GIVEN TASK 1:
Please retype the following part of the records verbatim, everything from the line containing "the white flower" down to the end of the records, both ends included.

EXCERPT TO READ:
Mmm ya the curved approach isn't working for me. Peripheral would be the obvious bonus, but you're still looking at it straight on. 

I still find OLED screens to be more impressive.


----------



## INSTG8R (Jan 8, 2008)

Very cool concept but I cant see it having a huge retail market. It would be great for exactly what they are using it for. Demo and tradeshow stuff.


----------



## -2kill- (Jan 8, 2008)

Was it just me or did that video of actual gameplay seem like it was incredibly laggy? Not sure if that's cause it's running crysis or because it's hard for a GPU to pump out onto a screen that big.


----------



## Easy Rhino (Jan 8, 2008)

after watching the video i really dont see this making the gaming experience any more exciting than a large screen lcd.


----------



## Psychoholic (Jan 8, 2008)

only 900 vertical res?  hmmm..  I have more than that.


----------



## error_f0rce (Jan 8, 2008)

FYI plain links are nice for the news pages, instead of full video, as people viewing news articles at work will often receive flags/violations if they visit a page with YouTube video postings (or be unable to view the page at all).

GIVEN TASK 2:
List every username that heads a post in the forum thread.

Source data
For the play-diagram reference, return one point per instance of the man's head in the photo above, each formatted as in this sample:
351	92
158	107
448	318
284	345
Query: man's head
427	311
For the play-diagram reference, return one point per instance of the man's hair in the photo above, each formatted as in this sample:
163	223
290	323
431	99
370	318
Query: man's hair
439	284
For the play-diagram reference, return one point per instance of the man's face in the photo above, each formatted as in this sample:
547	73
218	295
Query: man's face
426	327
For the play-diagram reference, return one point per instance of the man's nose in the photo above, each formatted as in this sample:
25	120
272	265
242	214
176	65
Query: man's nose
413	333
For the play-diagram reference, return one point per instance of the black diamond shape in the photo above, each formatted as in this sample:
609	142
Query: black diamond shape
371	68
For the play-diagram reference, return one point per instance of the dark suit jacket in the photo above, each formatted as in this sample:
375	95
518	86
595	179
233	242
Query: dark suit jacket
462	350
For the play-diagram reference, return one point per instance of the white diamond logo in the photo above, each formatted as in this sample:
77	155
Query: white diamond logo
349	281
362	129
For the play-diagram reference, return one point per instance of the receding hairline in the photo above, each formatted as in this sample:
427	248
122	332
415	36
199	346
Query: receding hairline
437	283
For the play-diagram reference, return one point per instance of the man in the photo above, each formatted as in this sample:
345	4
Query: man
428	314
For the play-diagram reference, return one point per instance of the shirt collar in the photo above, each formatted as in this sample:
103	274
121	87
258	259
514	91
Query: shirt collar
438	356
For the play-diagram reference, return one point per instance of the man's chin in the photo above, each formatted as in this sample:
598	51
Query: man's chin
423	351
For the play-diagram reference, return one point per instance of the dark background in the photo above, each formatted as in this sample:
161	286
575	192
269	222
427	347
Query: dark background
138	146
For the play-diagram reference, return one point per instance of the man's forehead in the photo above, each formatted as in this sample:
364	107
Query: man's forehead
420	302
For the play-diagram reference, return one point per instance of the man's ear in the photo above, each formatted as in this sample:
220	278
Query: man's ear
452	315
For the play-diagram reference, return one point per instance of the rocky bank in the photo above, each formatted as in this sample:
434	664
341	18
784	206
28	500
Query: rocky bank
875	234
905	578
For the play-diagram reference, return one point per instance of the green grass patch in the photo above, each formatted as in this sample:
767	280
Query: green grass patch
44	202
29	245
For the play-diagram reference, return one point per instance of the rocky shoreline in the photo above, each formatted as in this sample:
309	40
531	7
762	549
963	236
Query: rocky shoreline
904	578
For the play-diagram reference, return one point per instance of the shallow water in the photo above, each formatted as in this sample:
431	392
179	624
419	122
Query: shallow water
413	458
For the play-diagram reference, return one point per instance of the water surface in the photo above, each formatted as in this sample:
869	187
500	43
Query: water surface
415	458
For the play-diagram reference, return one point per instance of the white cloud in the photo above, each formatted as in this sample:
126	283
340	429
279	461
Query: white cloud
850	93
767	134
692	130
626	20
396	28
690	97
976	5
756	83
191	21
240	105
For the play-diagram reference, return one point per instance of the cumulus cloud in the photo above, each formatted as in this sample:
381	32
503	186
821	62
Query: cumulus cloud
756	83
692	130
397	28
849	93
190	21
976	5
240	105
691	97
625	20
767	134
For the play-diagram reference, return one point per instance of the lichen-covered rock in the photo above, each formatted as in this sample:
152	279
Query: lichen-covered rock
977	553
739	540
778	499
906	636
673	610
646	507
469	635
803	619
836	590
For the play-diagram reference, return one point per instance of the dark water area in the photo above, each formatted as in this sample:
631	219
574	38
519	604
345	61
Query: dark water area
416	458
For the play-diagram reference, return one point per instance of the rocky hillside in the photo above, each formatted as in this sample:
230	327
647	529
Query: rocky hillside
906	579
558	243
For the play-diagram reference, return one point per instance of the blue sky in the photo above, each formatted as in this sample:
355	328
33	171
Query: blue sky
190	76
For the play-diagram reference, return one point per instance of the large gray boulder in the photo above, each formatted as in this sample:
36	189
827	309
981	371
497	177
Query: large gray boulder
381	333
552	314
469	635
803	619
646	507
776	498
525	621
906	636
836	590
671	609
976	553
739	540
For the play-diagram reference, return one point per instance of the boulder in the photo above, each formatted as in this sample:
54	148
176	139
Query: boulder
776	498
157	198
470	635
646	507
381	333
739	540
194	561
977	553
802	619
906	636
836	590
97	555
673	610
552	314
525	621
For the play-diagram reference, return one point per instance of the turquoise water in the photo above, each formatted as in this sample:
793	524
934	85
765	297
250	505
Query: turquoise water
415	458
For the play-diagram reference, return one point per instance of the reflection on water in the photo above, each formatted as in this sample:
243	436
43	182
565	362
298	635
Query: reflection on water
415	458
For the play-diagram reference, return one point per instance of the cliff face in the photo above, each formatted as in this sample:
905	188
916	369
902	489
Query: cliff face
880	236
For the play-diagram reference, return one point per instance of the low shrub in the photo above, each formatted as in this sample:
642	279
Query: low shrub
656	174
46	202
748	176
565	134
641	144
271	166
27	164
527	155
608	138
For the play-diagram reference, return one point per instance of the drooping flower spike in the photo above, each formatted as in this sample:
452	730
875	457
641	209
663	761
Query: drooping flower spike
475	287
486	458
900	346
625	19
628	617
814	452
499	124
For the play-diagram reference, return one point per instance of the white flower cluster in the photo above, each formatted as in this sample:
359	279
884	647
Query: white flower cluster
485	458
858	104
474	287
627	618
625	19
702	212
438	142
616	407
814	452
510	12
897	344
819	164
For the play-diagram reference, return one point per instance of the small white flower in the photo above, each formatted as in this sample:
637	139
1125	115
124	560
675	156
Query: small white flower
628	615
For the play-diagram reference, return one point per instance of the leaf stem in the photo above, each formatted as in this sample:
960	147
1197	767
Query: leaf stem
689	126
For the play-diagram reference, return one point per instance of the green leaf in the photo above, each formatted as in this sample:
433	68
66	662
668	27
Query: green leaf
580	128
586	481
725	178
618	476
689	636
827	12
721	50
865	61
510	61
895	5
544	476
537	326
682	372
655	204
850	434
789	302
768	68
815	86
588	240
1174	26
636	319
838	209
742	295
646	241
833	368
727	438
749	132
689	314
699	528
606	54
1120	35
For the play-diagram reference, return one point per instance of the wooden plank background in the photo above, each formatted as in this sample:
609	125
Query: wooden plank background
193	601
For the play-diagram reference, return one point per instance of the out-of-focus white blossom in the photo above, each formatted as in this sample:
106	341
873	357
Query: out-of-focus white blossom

COMPLETE OUTPUT 1:
For the play-diagram reference, return one point per instance of the white flower cluster in the photo above, each formatted as in this sample:
359	279
884	647
Query: white flower cluster
485	458
858	104
474	287
627	618
625	19
702	212
438	142
616	407
814	452
510	12
897	344
819	164
For the play-diagram reference, return one point per instance of the small white flower in the photo above, each formatted as in this sample:
637	139
1125	115
124	560
675	156
Query: small white flower
628	615
For the play-diagram reference, return one point per instance of the leaf stem in the photo above, each formatted as in this sample:
960	147
1197	767
Query: leaf stem
689	126
For the play-diagram reference, return one point per instance of the green leaf in the photo above, each formatted as in this sample:
433	68
66	662
668	27
Query: green leaf
580	128
586	481
725	178
618	476
689	636
827	12
721	50
865	61
510	61
895	5
544	476
537	326
682	372
655	204
850	434
789	302
768	68
815	86
588	240
1174	26
636	319
838	209
742	295
646	241
833	368
727	438
749	132
689	314
699	528
606	54
1120	35
For the play-diagram reference, return one point per instance of the wooden plank background in the photo above, each formatted as in this sample:
609	125
Query: wooden plank background
193	601
For the play-diagram reference, return one point per instance of the out-of-focus white blossom in the photo above, each formatted as in this sample:
106	341
873	357
Query: out-of-focus white blossom

COMPLETE OUTPUT 2:
INSTG8R
-2kill-
Easy Rhino
Psychoholic
error_f0rce